Yapılacaklar.
1. Tunus yazısında "Tunus uzun yıllar" ile başlayıp "ülke haline geldi." ile biten bölümü hiçbir değişiklik yapmadan geri verin.
2. Tunus yazısındaki "Bin Ali döneminde, insan hakları ihlâlleri arttı." cümlesini İngilizceye çevirin.
3. Tunus yazısına göre aşağıdaki soruları cevaplayın:
(a) Tunus bağımsızlığını hangi yıl kazanmıştır?
(b) Tunus'un ilk devlet başkanı kimdir?
(c) Burgiba'dan sonra ülkenin yeni devlet başkanı kim olmuştur?

Alıntılanan Metin.
▬▬▬▬▬▬
"Ümitvar olunuz, şu istikbal inkılâbı içinde en yüksek gür sada İslâm'ın sadası olacaktır."

Piyasalar

Tunus’ta dönüşüm

Kadir AKBAŞ
04 Ekim 2018, Perşembe 01:20
Tunus uzun sayılabilecek bir süre Osmanlı Devleti’nin bir parçası olmuş.

Osmanlı’nın zayıfladığı dönemde Fransa’nın sömürgesi haline gelmiş, 1956’da bağımsızlığını kazanmış bir İslâm beldesi. 

Tunus uzun yıllar ilk devlet başkanı Habib Burgiba tarafından atılan otoriter, tek parti sistemiyle yöneltildi. Burgiba’nın 1987’de kansız bir devrimle koltuğunu kaybetmesi sonrası yerine Zeynel Abidin bin Ali, ülkenin yeni devlet başkanı oldu. Bin Ali döneminde, insan hakları ihlâlleri arttı. Din ve inanç hürriyetinin kullanılmasını oldukça sınırlayan, dini kişilerin özel hayatına hasreden, dinin sosyal hayatta her türlü görünümünü adeta yasaklayan uygulamalar daha da sertleşti. Hiçbir konuda demokratik gelişim sağlanamadı. Ülke kaynaklarının diktatör Zeynel Abidin bin Ali’nın sınır tanımayan harcamaları için sarf edilmesi, ailesi ve belirli gruplara sağlanan imtiyazlar sonucunda Tunus, endişe ve korkunun hâkim olduğu bir ülke haline geldi.
▬▬▬▬▬▬
Veri Kesiti.
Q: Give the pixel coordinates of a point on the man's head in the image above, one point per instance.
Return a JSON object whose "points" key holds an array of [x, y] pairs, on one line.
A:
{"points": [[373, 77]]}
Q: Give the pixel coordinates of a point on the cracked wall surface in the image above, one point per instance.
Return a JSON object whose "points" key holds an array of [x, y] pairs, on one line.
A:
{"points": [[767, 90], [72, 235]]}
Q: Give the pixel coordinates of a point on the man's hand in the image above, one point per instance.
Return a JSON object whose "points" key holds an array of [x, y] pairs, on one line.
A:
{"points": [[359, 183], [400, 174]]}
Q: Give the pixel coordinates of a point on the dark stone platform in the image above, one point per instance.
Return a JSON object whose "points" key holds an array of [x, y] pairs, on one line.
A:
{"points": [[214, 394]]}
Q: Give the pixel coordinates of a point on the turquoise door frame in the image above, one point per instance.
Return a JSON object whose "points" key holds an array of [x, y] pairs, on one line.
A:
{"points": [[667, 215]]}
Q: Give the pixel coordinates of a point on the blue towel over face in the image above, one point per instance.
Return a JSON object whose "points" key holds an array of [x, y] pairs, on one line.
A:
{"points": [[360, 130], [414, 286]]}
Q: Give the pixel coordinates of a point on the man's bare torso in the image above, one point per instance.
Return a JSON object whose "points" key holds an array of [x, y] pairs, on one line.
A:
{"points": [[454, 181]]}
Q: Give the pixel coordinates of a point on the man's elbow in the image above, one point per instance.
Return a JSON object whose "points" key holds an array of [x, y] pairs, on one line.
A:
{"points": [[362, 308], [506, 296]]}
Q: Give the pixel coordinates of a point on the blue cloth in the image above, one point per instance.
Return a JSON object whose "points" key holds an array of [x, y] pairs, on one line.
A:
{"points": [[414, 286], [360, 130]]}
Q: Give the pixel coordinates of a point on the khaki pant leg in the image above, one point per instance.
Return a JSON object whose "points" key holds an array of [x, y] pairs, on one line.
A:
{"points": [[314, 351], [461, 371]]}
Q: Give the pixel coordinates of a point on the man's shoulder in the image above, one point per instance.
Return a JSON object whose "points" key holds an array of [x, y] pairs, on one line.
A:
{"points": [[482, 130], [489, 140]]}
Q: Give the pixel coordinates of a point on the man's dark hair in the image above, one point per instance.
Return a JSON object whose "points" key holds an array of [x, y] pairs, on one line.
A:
▬▬▬▬▬▬
Görevlere Göre Cevaplar.
1.
Tunus uzun yıllar ilk devlet başkanı Habib Burgiba tarafından atılan otoriter, tek parti sistemiyle yöneltildi. Burgiba’nın 1987’de kansız bir devrimle koltuğunu kaybetmesi sonrası yerine Zeynel Abidin bin Ali, ülkenin yeni devlet başkanı oldu. Bin Ali döneminde, insan hakları ihlâlleri arttı. Din ve inanç hürriyetinin kullanılmasını oldukça sınırlayan, dini kişilerin özel hayatına hasreden, dinin sosyal hayatta her türlü görünümünü adeta yasaklayan uygulamalar daha da sertleşti. Hiçbir konuda demokratik gelişim sağlanamadı. Ülke kaynaklarının diktatör Zeynel Abidin bin Ali’nın sınır tanımayan harcamaları için sarf edilmesi, ailesi ve belirli gruplara sağlanan imtiyazlar sonucunda Tunus, endişe ve korkunun hâkim olduğu bir ülke haline geldi.

2. During the Bin Ali era, human rights violations increased.

3.
(a) 1956
(b) Habib Burgiba
(c) Zeynel Abidin bin Ali